[Records from a dataset]
════

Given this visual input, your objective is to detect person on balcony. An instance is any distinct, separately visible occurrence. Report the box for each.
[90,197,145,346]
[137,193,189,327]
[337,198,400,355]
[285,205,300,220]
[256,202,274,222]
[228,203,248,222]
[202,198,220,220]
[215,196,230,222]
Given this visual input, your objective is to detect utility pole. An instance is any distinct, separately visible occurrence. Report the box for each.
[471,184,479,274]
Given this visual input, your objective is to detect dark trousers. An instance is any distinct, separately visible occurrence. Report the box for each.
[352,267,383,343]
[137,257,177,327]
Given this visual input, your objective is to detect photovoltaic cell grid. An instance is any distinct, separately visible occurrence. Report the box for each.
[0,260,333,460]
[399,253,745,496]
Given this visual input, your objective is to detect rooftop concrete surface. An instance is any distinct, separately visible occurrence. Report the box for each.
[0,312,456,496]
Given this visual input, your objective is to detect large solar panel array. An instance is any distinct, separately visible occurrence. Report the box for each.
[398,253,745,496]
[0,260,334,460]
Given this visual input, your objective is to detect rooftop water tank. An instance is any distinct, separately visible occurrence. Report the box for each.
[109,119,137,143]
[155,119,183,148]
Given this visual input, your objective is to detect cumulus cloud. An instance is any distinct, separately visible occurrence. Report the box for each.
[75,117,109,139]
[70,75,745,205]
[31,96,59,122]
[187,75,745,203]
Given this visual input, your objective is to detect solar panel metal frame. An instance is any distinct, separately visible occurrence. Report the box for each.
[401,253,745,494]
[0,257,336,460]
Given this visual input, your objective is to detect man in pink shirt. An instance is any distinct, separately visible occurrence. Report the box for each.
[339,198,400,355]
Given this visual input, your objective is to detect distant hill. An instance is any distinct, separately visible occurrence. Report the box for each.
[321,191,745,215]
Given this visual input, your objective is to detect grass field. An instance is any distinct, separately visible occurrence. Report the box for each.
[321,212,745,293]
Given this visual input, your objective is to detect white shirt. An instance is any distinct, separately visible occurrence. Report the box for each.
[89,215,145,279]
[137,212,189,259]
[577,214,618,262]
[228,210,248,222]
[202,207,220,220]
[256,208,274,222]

════

▸ **EXERCISE AIM**:
Can you transcribe all of the entries above verbatim, line by line?

▸ **SOLUTION TO THE PROBLEM**:
Given this visual input, your objective is to detect person on balcony. An instance is any distinct, separately visible occurrence. Report the box for each.
[90,197,145,346]
[137,193,189,327]
[337,198,400,355]
[285,205,300,220]
[256,202,274,222]
[228,203,248,222]
[202,198,220,220]
[215,196,230,222]
Given this visual input, your objective is to detect utility pole. An instance is any distinct, separately visible occurrence. Report the box for each.
[471,184,479,274]
Given this visual input, your objective is to detect dark trousers. An instance is any distinct, separately visible occurrence. Report the box for each.
[352,267,383,343]
[137,257,177,327]
Given this visual input, your objective is to detect photovoltaic cell grid. An instance is any distinct, separately visible occurrence. Report the box for each.
[0,260,333,460]
[399,253,745,496]
Given this visual input, your objective is to detect rooftop concrete surface. An instance is any distinct, separately visible occurrence. Report the box for each.
[0,312,456,496]
Given this visual input, your objective is to detect large solar panel array. An instance is any distinct, separately visible occurrence. Report the box for each.
[398,253,745,496]
[0,260,334,460]
Given this visual input, your objective is to detect rooftop water tank. An instance is any distinct, separately visible occurrence. Report the box for each.
[109,119,137,143]
[155,119,183,148]
Given this visual input, your objective is to detect cumulus cloud. An instance is any distinct, separately visible occurrence. Report the box for each.
[75,117,109,139]
[70,75,745,205]
[31,96,59,122]
[187,75,745,203]
Given this visual input, your objective is to detect solar panel metal frame. An instance is any distinct, separately visible occurrence. Report the box for each.
[401,253,745,494]
[0,257,336,460]
Given this visual input, your objective is to detect man in pink shirt. An instance is any distinct, separately visible occurrence. Report the box for each.
[339,198,400,355]
Given this visual input, your objective is to detect distant hill. An instance is any distinct, separately visible occurrence. Report the box for each.
[321,191,745,215]
Given this visual input, your objective is to detect grass field. An instance is any distinct, separately visible occurrence. Report the box for each.
[321,212,745,293]
Given this visual input, your objective is to detect white shirt. An instance is any distinct, separately visible occurrence. Report the box for each.
[89,215,145,279]
[137,212,189,259]
[577,214,618,262]
[228,210,248,222]
[202,207,220,220]
[256,208,274,222]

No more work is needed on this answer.